On Wed, Jul 10, 2013 at 3:46 PM, Sylvain Munaut <246tnt(a)gmail.com> wrote:
Ideally the code should just end up in libosmocore,
(being compiled if
supported), and
just "work" with any code that previously worked, possibly fallbacking
to the reference
impl at runtime if something weird is not supported.
The optimized portions, PMU and BMU, can stand independently, and my
preferred approach would be to integrate those pieces with the
existing trellis parts intact. That assumes that the accumulated path
metrics, branch metrics, and path decisions are each represented by
contiguously allocated 16-bit values. The downside of such an approach
is that it would probably take far more time to integrate than the
time to actually create the optimizations.
The treillis scan is very similar in all cases. The
only thing to
support is the puncturing during the scan (I wanted to avoid having
the de-puncture first).
What is the benefit of this? I explicitly separated puncturing because
puncturing is inherently not part of the Viterbi algorithm.
Admittedly, though, I'm probably biased because for LTE I can remove
the puncturing unit entirely and directly replace it with a
rate-matching unit.

----------

● Set of tasks
**1.** In the mailing-list exchange about the Viterbi decoder code, which two optimized portions are said to be able to stand independently?
**2.** Carry on the mailing-list exchange about the Viterbi decoder code, picking up right after its last sentence.

● Data block

----------

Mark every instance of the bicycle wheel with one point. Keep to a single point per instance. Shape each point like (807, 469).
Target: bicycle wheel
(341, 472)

----------

● Exercise answers
**1.** The PMU and the BMU.

**2.**
The SSE optimization operates vertically through the trellis, so
in-scan puncturing can be accommodated.
It also currently supports progressive decoding (i.e.
you can start
decoding a message before you have all of it if you want, you just
feed it chunk by chunk and it can resume where it left off).
If not enough bits exist to decode a message, why attempt to partially
decode it instead of waiting for the other bits? I could add support
for this; it's just not a use case that I ever encountered.
Most of the changes between variations come from the
way the
termination is handled but since that's always only a few symbols,
that could be left alone unoptimized (assuming the internal state is
compatible enough).
Right. I don't think termination cases (or tail cases in general) are
worth handling with any optimized code.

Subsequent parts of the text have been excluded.